§ BRIEF:
Lay out the listing below as a Markdown table with columns Row and Line, starting at the line that contains "white bird in" and running through the end of the listing, both ends included. Number each row and leave out blank lines.

____ LISTED RECORDS

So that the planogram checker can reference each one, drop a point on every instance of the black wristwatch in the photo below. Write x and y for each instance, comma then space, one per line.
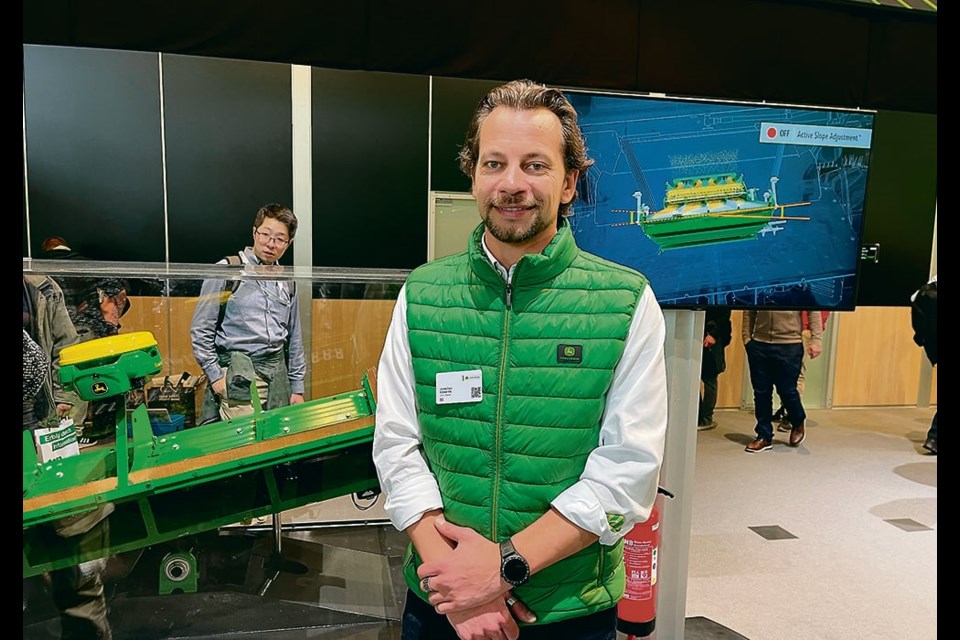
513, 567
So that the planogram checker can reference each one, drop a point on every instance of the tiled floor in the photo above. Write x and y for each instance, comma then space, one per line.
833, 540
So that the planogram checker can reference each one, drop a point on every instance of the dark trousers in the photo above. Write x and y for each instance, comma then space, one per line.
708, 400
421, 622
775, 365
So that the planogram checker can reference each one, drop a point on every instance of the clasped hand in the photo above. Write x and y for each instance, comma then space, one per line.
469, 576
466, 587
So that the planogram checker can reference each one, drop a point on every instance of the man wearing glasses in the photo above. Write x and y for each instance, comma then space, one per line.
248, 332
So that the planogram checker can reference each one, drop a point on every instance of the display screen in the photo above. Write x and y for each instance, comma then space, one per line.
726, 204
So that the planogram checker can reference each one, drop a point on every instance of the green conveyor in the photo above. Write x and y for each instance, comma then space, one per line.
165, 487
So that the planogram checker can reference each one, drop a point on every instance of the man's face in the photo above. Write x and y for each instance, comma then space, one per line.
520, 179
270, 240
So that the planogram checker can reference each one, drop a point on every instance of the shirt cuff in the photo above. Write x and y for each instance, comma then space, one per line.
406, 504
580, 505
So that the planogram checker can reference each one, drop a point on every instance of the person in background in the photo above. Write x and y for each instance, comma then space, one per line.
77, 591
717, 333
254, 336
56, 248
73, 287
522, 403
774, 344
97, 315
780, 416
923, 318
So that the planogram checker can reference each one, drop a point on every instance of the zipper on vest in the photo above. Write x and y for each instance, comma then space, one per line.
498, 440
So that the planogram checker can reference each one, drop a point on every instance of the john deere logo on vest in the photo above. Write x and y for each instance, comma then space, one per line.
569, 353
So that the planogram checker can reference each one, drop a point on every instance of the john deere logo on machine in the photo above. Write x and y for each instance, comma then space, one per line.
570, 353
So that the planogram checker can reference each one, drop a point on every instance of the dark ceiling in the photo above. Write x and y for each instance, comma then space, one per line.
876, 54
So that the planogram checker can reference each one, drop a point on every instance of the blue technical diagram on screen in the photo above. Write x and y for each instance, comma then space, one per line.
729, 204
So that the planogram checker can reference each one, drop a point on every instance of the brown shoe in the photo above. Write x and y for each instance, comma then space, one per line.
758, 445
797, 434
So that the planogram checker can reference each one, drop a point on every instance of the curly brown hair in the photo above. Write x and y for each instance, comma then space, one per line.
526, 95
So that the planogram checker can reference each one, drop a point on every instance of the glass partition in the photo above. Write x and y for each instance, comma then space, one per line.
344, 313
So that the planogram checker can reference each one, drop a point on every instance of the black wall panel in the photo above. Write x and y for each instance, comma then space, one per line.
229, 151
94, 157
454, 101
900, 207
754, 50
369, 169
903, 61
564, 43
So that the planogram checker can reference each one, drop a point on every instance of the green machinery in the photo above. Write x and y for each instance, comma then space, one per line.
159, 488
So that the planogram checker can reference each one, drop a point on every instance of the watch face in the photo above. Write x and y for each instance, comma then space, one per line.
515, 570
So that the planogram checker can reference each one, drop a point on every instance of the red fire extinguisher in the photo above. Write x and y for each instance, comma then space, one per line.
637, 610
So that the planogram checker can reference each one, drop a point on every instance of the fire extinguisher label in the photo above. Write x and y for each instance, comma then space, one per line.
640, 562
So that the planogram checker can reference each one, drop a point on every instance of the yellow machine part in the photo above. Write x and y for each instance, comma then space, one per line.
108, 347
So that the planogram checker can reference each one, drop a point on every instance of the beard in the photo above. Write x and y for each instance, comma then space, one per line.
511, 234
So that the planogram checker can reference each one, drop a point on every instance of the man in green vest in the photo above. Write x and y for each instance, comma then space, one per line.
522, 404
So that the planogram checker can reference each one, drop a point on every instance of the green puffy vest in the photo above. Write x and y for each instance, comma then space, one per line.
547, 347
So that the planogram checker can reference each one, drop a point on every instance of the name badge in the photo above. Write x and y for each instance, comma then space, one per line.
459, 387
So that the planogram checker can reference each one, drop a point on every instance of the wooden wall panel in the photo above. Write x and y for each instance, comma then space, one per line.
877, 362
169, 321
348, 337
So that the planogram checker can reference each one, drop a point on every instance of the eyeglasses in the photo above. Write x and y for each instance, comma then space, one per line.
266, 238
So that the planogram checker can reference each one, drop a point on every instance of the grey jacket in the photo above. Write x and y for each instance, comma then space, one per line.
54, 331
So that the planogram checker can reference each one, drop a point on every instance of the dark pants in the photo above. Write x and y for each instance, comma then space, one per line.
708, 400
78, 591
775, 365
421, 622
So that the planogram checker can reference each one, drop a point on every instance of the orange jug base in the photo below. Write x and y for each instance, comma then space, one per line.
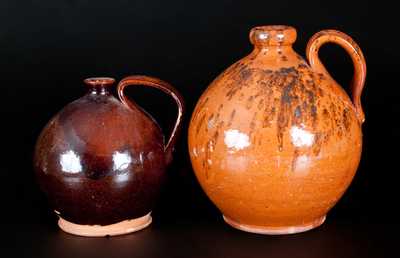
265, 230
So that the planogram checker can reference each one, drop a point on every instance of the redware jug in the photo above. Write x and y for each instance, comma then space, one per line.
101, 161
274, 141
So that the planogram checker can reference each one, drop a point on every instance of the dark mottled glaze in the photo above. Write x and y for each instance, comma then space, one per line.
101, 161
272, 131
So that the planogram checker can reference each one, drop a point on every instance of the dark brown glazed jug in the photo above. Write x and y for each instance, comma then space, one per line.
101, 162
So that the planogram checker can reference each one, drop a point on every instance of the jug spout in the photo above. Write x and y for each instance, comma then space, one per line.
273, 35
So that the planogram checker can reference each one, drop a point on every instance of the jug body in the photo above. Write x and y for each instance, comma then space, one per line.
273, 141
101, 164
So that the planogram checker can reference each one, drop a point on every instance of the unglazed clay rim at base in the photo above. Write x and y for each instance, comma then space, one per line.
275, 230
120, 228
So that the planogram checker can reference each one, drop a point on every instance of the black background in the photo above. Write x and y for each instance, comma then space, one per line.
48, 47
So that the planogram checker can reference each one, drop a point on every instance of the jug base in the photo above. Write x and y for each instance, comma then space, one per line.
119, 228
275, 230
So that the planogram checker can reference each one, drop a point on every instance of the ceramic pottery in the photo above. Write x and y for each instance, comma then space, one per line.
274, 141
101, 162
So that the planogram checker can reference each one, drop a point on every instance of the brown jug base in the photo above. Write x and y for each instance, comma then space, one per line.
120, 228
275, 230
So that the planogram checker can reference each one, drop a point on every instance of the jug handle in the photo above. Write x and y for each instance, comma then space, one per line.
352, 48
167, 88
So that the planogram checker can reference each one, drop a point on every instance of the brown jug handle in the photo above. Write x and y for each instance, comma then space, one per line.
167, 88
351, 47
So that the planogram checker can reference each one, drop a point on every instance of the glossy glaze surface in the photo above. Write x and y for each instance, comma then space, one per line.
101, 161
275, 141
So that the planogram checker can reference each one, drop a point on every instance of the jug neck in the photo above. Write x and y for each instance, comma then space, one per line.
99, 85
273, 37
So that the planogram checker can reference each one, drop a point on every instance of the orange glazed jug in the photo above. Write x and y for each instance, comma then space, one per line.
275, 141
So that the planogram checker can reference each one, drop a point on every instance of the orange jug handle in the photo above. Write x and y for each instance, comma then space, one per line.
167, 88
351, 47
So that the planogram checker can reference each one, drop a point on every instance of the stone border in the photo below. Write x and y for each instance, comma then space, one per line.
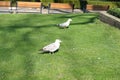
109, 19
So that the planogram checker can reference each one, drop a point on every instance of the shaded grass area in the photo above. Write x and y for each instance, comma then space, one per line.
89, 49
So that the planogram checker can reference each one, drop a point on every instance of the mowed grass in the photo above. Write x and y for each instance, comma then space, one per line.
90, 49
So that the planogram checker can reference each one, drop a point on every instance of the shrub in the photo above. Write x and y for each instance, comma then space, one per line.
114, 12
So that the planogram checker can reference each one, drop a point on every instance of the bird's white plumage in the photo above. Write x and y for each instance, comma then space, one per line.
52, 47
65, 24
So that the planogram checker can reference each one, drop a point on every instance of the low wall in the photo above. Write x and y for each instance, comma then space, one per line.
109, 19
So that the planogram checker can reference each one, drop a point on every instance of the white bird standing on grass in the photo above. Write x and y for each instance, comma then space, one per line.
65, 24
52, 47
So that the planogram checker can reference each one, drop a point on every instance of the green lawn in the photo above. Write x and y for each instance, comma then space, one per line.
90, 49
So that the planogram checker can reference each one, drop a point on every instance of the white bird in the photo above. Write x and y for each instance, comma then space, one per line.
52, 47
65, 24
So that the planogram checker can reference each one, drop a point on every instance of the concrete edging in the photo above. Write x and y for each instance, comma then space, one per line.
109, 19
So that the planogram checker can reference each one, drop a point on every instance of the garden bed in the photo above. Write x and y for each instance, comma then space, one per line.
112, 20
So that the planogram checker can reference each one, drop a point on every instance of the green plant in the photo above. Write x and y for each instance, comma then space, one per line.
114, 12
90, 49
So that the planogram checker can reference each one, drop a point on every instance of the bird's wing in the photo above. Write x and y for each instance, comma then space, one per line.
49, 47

________

§ SOLUTION FOR THIS TASK:
| Row | Line |
|---|---|
| 1 | So that the planogram checker can reference each one, drop a point on every instance of the white bird in the photo above. Write x and y for each instance, comma then space, one per line. |
| 2 | 52, 47 |
| 3 | 65, 24 |
| 4 | So that the planogram checker can reference each one, drop a point on every instance of the concrete edging in the photo above. Write x and y for each instance, comma then space, one per line. |
| 5 | 109, 19 |
| 6 | So that the planogram checker can reference each one, drop a point on every instance of the garden bed in the photo above. Write x and y for each instance, comma then space, one per line. |
| 7 | 112, 20 |
| 8 | So that the planogram checker can reference each one, drop a point on every instance of the green plant in the photo above. Write x and y for each instance, comma then space, one per line. |
| 9 | 114, 12 |
| 10 | 90, 49 |
| 11 | So that the planogram checker can reference each one, drop a point on every instance of the bird's wing in the photo above. Write x and y for each instance, comma then space, one per line. |
| 12 | 49, 47 |